TO BE DONE →
**1.** From the discussion of Tesla's API fees, return the passage between "I hate subscription" and "profit $12 million per year.", inclusive.
**2.** According to the discussion of Tesla's API fees, how many users does the Tessie developer reportedly have?
**3.** Decide whether each statement agrees with the discussion of Tesla's API fees, answering yes or no and quoting the words that settle it: (a) RedReader now charges its users a fee. (b) The writer admits to leaving transaction fees out of the calculation. (c) The writer is currently using Thunder.

DOCUMENT SECTION →
>>>

I hate subscription services. And I hate money-grubbing corps. Especially when they try to profit off of your own data.
That said, this is not that as infeasible as it sounds. The dev for Tessie reportedly has 400k users. That’s roughly $12.50/month per user. Modestly speaking, if the dev charged their users $13/mo, he’d profit $2.4 million per year. For $15/mo, he would profit $12 million per year.
That’s probably what Tesla is hoping their devs would do. And I’m sure a lot of Tesla owners could afford the fee.
Yes, I didn’t account for the transaction fees. But I believe my point still stands. If people find enough value in it, they’d probably pay for it; and that’s why Tesla is charging what they are.
I do agree with you about it being batshit crazy. If it were me, I sure as hell wouldn’t want to pay $15/mo for that. But I try to be a cheapskate where I can.
We can probably look at the reddit paid API change as a real world approximation of free to paid conversions versus users just dropping usage. Not reddit usage overall, but a third party app that stayed and needed to start charging users because of the paid API. Not sure if there are any apps that stuck around and released that sort of information to reference.
RedReader is still going, and is still free. I've been using it since essentially its first release over a decade ago. I was the first to suggest the dev accept donations, around 4 years ago, as it's a one-man job and it used to get regular updates. And the dev has stated he wants to add lemmy functionality alongside the existing reddit code, so users can switch between the two like an account switch, and maintain the UI they are fond of.
(I'm using Thunder currently while I want for RR lemmy support, but obviously I quite like the app, have recommended it to many)

<<<

(Labeled-object pointing items)
>>>

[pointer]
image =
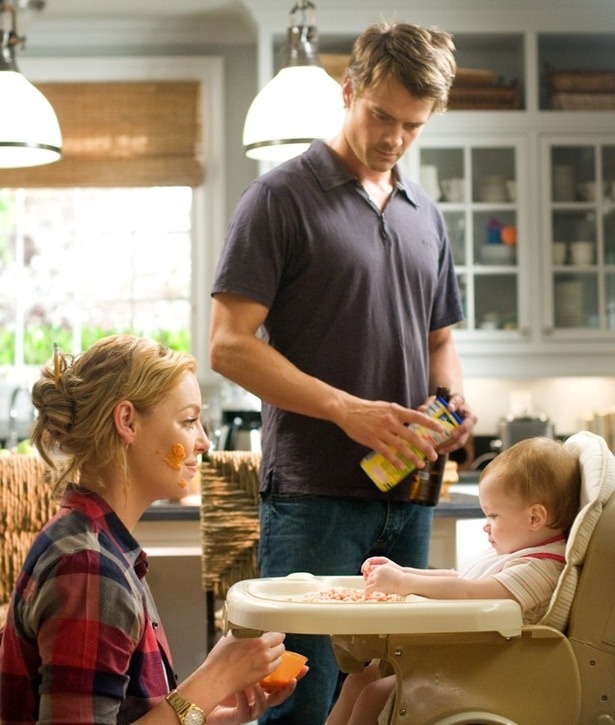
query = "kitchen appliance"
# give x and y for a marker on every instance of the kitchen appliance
(511, 430)
(240, 431)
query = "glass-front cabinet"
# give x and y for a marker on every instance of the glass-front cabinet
(579, 223)
(476, 183)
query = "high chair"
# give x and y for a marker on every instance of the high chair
(473, 662)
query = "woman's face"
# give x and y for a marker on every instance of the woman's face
(163, 457)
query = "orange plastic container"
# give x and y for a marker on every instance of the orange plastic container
(292, 664)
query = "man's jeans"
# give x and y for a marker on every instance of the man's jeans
(328, 537)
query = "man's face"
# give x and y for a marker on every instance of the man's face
(382, 122)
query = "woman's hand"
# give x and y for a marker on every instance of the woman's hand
(248, 705)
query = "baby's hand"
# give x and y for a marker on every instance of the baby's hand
(375, 561)
(385, 578)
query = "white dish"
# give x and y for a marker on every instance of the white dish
(498, 254)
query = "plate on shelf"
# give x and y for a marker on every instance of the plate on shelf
(497, 254)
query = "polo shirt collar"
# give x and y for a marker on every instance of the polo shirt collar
(331, 173)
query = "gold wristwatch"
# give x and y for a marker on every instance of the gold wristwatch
(187, 712)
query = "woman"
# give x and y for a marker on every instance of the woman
(119, 425)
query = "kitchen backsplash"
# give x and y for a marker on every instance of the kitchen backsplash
(569, 402)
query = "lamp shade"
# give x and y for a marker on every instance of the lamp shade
(29, 130)
(300, 104)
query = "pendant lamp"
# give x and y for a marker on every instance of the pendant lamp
(29, 130)
(300, 104)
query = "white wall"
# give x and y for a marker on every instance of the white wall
(566, 401)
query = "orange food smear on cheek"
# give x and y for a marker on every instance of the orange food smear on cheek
(175, 456)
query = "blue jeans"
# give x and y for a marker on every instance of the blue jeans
(328, 537)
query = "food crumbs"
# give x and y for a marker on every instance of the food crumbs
(175, 456)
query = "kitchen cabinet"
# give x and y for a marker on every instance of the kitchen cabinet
(475, 180)
(529, 205)
(579, 220)
(493, 162)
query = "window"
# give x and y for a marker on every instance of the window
(77, 262)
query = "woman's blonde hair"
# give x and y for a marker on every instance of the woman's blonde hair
(542, 470)
(76, 395)
(420, 59)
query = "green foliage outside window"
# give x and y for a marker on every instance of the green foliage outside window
(39, 339)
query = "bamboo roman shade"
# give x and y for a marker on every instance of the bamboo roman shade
(121, 134)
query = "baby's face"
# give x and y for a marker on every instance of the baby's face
(509, 520)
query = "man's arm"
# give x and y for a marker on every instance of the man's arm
(238, 354)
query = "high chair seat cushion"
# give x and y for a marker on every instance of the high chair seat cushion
(597, 484)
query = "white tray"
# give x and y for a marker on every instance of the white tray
(277, 604)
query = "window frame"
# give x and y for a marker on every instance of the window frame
(208, 215)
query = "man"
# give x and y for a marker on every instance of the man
(333, 302)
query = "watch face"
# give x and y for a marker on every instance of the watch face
(194, 717)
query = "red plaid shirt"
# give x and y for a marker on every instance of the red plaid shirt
(82, 641)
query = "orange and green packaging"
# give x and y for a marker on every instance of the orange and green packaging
(384, 474)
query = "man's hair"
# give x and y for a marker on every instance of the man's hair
(420, 59)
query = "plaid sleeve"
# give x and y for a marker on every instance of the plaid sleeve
(97, 648)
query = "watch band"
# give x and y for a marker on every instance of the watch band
(187, 712)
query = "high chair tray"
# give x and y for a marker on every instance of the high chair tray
(282, 604)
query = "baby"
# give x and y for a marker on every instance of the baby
(530, 496)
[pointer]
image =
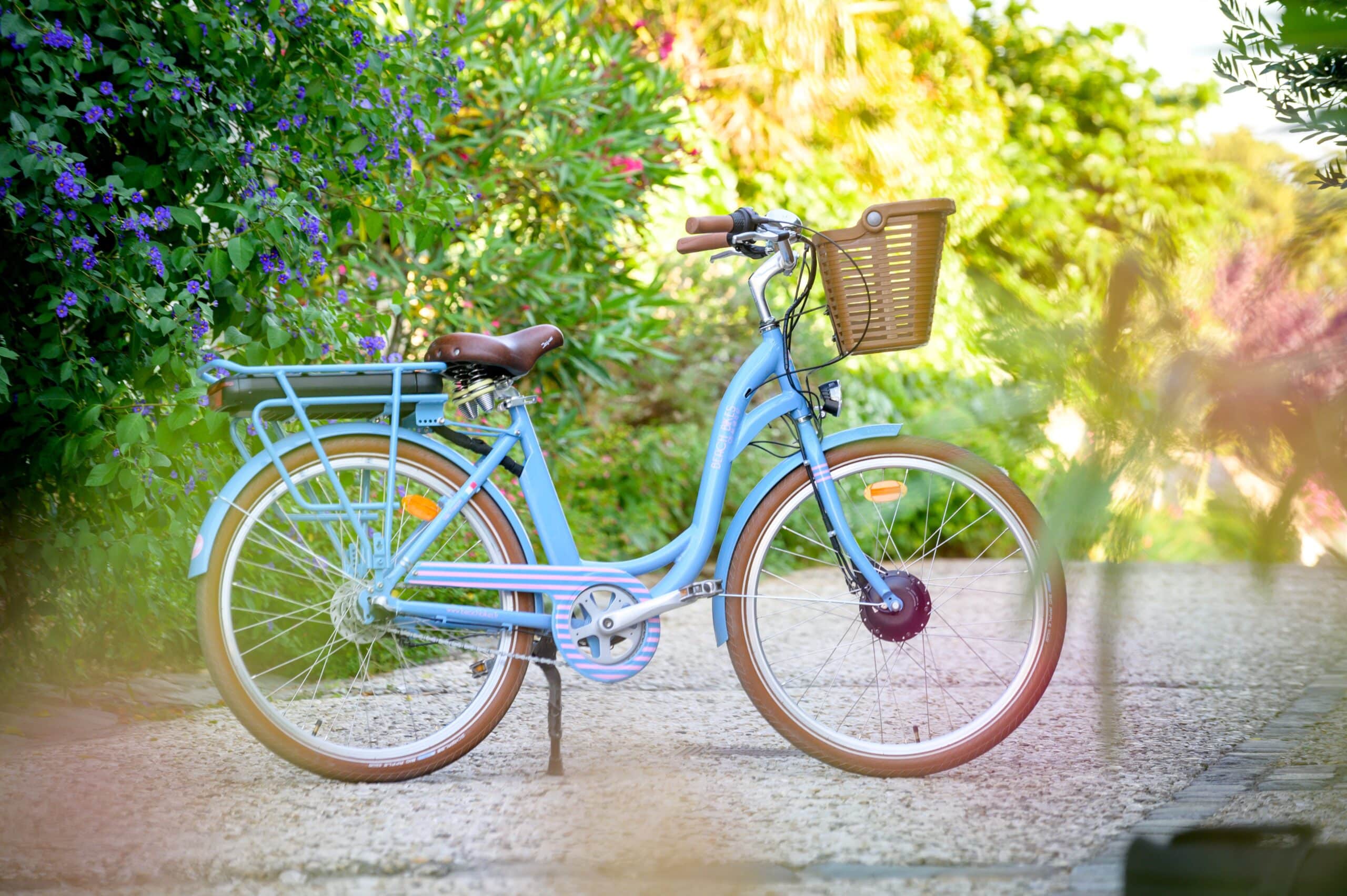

<<<

PER-TASK OUTPUTS →
**1.**
I hate subscription services. And I hate money-grubbing corps. Especially when they try to profit off of your own data.
That said, this is not that as infeasible as it sounds. The dev for Tessie reportedly has 400k users. That’s roughly $12.50/month per user. Modestly speaking, if the dev charged their users $13/mo, he’d profit $2.4 million per year. For $15/mo, he would profit $12 million per year.

**2.** Roughly 400k users.

**3.**
(a) No: "RedReader is still going, and is still free."
(b) Yes: "Yes, I didn’t account for the transaction fees."
(c) Yes: "I'm using Thunder currently"